- **Direction**: Quote verbatim the stretch from the line containing "Tag the green grass" through the line containing "<point>428,126</point>", both ends included, and nothing else.

Location identification rows:
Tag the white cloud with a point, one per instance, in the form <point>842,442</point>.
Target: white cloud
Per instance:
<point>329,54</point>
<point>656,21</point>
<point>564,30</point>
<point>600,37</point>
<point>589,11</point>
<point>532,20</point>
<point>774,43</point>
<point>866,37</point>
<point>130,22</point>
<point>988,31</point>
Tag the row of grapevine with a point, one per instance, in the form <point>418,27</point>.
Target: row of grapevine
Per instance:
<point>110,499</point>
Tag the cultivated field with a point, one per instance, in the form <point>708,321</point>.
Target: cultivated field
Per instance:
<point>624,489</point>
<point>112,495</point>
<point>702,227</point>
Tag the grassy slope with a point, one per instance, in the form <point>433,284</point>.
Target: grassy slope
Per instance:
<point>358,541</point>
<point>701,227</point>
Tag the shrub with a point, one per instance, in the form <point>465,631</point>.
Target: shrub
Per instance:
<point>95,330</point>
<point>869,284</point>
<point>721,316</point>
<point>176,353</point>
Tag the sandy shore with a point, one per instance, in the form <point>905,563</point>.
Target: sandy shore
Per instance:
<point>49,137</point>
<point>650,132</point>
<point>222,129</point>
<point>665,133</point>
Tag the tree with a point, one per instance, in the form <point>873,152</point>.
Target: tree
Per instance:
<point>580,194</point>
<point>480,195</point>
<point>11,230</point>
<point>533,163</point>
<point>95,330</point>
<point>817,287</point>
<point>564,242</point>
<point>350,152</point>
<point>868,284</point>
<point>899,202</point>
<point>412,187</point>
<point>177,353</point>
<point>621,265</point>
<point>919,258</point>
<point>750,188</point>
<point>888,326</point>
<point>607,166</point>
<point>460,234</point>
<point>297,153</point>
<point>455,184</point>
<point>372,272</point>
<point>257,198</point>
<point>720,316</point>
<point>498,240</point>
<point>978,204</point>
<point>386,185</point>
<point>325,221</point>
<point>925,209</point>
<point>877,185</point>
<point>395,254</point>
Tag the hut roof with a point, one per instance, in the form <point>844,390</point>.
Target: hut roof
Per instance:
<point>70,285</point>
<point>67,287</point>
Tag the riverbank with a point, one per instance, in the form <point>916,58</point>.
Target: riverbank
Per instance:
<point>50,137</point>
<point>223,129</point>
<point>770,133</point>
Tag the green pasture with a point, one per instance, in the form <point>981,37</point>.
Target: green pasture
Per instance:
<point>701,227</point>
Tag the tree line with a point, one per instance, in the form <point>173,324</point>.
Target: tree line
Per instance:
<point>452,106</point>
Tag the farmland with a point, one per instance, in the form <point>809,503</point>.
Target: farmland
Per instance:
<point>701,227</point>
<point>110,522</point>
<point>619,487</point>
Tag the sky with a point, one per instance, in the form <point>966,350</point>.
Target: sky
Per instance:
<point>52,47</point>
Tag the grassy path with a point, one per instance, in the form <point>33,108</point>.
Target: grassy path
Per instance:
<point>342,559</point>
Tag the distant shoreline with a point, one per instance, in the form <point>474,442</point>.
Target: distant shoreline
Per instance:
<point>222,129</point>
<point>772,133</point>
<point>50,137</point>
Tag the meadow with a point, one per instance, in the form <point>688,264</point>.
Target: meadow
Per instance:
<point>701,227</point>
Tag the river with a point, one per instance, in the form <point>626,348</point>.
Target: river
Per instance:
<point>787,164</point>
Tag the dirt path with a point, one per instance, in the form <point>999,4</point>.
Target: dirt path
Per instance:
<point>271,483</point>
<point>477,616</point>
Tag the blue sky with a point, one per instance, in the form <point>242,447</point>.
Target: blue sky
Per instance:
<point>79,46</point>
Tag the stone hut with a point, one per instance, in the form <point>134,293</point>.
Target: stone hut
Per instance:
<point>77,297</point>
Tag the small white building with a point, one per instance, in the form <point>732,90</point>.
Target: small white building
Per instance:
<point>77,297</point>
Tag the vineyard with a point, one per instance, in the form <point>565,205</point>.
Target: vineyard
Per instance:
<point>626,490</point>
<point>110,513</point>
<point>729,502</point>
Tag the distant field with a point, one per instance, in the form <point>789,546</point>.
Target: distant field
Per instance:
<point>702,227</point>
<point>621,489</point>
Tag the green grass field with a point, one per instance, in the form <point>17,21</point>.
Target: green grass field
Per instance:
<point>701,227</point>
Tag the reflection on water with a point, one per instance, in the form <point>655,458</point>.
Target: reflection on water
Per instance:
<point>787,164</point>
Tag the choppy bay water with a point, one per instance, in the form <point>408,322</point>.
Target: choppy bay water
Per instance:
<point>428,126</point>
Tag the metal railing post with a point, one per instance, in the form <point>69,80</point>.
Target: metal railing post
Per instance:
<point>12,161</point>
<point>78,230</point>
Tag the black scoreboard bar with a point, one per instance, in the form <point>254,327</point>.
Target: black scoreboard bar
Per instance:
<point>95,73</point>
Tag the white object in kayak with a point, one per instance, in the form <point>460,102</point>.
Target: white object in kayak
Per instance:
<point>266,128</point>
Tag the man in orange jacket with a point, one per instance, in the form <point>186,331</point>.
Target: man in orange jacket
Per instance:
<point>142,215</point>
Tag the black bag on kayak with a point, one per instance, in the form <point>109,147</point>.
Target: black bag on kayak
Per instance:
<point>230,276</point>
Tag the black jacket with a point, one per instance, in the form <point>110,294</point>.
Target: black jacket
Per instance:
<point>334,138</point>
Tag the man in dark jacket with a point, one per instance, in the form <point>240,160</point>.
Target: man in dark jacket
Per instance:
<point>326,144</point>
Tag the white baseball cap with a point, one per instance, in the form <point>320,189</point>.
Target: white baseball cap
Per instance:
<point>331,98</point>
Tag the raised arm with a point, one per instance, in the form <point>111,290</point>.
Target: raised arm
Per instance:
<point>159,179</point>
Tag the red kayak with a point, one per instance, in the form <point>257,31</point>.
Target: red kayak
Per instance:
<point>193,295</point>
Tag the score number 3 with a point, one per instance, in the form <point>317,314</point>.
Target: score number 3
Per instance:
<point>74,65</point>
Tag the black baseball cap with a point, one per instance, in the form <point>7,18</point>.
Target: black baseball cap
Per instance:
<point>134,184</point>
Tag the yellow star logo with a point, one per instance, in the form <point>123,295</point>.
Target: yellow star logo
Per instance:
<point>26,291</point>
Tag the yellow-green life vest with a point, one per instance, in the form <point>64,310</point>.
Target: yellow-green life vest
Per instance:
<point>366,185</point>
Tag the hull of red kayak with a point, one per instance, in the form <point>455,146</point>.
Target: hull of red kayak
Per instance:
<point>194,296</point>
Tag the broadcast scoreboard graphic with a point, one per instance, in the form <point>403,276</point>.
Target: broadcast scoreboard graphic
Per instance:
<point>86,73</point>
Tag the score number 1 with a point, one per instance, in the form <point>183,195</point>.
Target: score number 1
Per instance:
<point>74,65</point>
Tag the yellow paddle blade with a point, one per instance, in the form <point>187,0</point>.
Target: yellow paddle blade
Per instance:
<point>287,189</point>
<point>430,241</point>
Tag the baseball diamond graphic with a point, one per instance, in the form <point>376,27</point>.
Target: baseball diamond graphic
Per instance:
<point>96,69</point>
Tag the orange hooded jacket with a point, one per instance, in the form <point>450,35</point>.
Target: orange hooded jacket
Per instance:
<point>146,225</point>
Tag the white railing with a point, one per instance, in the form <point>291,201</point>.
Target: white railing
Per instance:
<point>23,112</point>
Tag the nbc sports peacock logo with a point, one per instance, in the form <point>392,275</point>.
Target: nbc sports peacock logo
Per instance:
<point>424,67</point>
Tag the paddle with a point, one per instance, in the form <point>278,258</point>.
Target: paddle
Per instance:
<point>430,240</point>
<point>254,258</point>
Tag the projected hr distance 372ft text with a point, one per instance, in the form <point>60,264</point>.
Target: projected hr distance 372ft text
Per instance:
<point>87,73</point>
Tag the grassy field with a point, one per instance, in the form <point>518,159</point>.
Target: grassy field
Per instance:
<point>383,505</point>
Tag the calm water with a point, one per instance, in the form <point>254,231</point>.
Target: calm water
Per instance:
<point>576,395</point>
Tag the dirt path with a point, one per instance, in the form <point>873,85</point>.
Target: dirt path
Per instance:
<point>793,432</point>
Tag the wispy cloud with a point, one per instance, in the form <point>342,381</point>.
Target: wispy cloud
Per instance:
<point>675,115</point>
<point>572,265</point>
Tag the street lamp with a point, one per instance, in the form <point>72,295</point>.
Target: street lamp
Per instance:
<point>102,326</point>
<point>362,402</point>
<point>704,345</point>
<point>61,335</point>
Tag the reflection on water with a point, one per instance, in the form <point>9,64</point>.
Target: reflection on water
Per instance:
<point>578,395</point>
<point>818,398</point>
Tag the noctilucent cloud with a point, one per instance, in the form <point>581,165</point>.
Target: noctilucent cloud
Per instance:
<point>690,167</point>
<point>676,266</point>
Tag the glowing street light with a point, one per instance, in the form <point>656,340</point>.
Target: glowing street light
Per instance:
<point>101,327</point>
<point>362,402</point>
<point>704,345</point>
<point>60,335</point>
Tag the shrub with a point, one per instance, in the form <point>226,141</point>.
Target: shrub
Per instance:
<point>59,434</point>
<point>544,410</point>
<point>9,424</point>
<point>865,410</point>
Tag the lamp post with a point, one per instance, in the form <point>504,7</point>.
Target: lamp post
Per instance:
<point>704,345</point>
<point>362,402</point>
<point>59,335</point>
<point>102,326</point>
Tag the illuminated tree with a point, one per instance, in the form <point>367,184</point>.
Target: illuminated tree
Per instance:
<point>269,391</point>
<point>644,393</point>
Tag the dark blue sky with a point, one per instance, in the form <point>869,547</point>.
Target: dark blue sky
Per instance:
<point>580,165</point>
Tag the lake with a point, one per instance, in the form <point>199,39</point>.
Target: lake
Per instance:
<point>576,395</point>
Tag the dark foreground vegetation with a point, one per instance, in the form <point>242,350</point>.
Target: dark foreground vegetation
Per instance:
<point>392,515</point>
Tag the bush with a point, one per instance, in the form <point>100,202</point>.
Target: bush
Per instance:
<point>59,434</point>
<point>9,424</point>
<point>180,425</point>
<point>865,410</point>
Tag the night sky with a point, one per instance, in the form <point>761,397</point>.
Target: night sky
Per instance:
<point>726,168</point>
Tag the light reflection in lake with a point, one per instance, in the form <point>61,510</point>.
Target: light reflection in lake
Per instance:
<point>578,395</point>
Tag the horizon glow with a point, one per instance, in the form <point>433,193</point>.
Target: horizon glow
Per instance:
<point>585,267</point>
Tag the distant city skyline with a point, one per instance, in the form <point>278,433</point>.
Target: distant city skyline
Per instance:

- **Output for this task**:
Tag the green grass field with a point, one per instance, in the form <point>17,21</point>.
Target: green grass field
Per instance:
<point>701,227</point>
Tag the reflection on water with a point, one per instance, in the form <point>655,458</point>.
Target: reflection on water
Per instance:
<point>787,164</point>
Tag the choppy bay water with a point, one per instance, in the form <point>408,322</point>.
Target: choppy bay water
Per instance:
<point>428,126</point>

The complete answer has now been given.